_CONSIGNES_.
[a] Répondez à chaque question d'après l'article sur Anticor.
(i) Quelle juridiction a annulé l'arrêté qui renouvelait l'agrément d'Anticor ?
(ii) En quelle année Anticor a-t-elle été créée ?
(iii) Selon sa présidente, dans combien de procédures judiciaires Anticor était-elle impliquée avant la décision du tribunal ?
[b] Reprenez l'article sur Anticor après sa dernière phrase et rédigez la suite.

_ARTICLE_.
* * * * *

La justice administrative a retiré vendredi son agrément à Anticor, pilier associatif de la lutte contre la corruption en France. Mais l’association, qui a reçu de nombreux soutiens, n’entend pas en rester là.
Le couperet est tombé. Le tribunal administratif de Paris a annulé, ce vendredi, l’arrêté d’avril 2021 qui renouvelait l’agrément d’Anticor, association en pointe en matière de lutte contre la corruption en France. "Cette annulation constitue une atteinte grave à la démocratie, ainsi qu’aux libertés associatives", a réagi Anticor sur Twitter. Cette décision pourrait, selon l’association, avoir des conséquences sur plusieurs dossiers politico-financiers sensibles.
Explications.
Qu’est-ce qu’Anticor ?
Créée en 2002 par le juge Éric Halphen et Séverine Teissier, élue socialiste de Clichy (Hauts-de-Seine), Anticor a pour ambition de "lutter contre la corruption" et "rétablir l’éthique en politique". L’association affirme regrouper des citoyens et des élus de toutes tendances politiques, engagés pour faire respecter "les exigences démocratiques non partisanes".
Avant la décision du tribunal, Anticor était impliquée dans 159 procédures judiciaires, selon sa présidente, Elise Van Beneden. Parmi ces nombreux dossiers, on peut citer l’affaire Bolloré (soupçons de corruption au Togo), l’affaire Richard Ferrand, l’affaire Alexis Kohler (secrétaire général de l’Élysée), les contrats russes d’Alexandre Benalla ou encore l’attribution du Mondial de foot au Qatar. En 2020, elle a également porté plainte devant la Cour de justice de la République contre le garde des Sceaux Éric Dupond-Moretti pour des soupçons de prise illégale d’intérêt.

* * * * *

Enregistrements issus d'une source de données
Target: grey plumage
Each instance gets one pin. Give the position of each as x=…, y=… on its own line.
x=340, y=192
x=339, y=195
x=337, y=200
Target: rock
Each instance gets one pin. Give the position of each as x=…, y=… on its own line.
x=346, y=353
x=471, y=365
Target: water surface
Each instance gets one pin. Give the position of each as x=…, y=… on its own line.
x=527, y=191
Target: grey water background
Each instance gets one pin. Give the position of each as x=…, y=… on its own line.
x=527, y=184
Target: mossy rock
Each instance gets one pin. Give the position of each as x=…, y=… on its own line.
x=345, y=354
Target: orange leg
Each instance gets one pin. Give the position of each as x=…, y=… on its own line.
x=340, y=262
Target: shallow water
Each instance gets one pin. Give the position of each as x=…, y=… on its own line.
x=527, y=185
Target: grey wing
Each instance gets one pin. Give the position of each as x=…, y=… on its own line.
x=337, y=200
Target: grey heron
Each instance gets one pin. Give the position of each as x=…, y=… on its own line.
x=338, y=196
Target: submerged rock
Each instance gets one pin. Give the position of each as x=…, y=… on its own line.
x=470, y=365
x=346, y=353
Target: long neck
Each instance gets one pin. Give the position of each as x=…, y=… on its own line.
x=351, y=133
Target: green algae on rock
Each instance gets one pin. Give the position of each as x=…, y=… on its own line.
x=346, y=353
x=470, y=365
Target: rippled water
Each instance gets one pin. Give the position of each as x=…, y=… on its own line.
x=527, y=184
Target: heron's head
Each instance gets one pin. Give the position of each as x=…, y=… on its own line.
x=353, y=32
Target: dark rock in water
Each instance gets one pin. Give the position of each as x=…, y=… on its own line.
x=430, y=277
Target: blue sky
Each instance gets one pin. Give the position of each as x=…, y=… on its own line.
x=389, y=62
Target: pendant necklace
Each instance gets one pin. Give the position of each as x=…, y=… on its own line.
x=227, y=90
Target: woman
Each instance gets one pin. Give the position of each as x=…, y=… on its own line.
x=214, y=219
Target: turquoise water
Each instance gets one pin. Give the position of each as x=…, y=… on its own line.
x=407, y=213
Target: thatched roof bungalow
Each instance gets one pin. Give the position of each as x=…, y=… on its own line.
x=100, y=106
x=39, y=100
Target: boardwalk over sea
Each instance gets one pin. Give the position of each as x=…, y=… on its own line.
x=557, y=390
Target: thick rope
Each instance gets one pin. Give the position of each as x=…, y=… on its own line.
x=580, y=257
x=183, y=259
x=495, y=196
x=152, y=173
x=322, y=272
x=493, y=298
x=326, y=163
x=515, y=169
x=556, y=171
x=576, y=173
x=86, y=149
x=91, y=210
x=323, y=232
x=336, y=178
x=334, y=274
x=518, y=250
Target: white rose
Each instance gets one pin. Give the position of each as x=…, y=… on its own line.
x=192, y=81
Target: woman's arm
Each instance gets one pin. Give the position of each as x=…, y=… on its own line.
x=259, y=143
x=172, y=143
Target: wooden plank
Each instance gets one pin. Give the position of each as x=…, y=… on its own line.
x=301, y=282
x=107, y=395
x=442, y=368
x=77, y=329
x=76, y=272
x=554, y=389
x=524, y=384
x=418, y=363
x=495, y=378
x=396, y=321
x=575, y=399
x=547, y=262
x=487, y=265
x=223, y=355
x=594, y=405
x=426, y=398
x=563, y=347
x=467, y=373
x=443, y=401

* * * * *

_RÉPONSES_.
[a]
(i) Le tribunal administratif de Paris.
(ii) En 2002.
(iii) Dans 159 procédures judiciaires.

[b]
À quoi sert cet agrément ?
Jusqu’ici, Anticor bénéficiait donc d’un agrément octroyé par Matignon pour trois ans, via l’arrêté du 2 avril 2021. C’est cet agrément qui lui permettait d’intervenir en justice au nom de l’intérêt général, en portant plainte avec constitution de partie civile dans des dossiers de corruption, de prise illégale d’intérêt, de favoritisme, ou encore de détournement de fonds publics.
Deux autres associations disposent de cet agrément : Sherpa et Transparency International.
Comment expliquer cette décision de la justice ? (...)
L’annulation est donc rétroactive au 2 avril 2021.
Que va-t-il se passer maintenant ?
Anticor entend contester la décision devant la cour administrative d’appel de Paris. Elle a déposé dans l’après-midi "une demande de nouvel agrément", a précisé la présidente de l’association.
Quelles conséquences sur les affaires en cours ? (...)
Quelles sont les réactions ?
Anticor tenait ce vendredi après-midi une conférence de presse, en présence d’élus soutenant l’association, notamment la députée LFI Raquel Garrido. "Anticor est un ovni. Elle n’accepte pas les subventions publiques, refuse les dons d’entreprise. Son financement vient des cotisations de ses adhérents et des dons des personnes physiques. C’est extrêmement rare comme fonctionnement", a défendu la présidente de l’association. (...)
D’autres ont exprimé leur soutien sur Twitter. La secrétaire nationale d’EELV Marine Tondelier a fustigé une décision "extrêmement inquiétante", quand le LFI Thomas Portes s’inquiétait d’une "nouvelle atteinte gravissime aux libertés". (...)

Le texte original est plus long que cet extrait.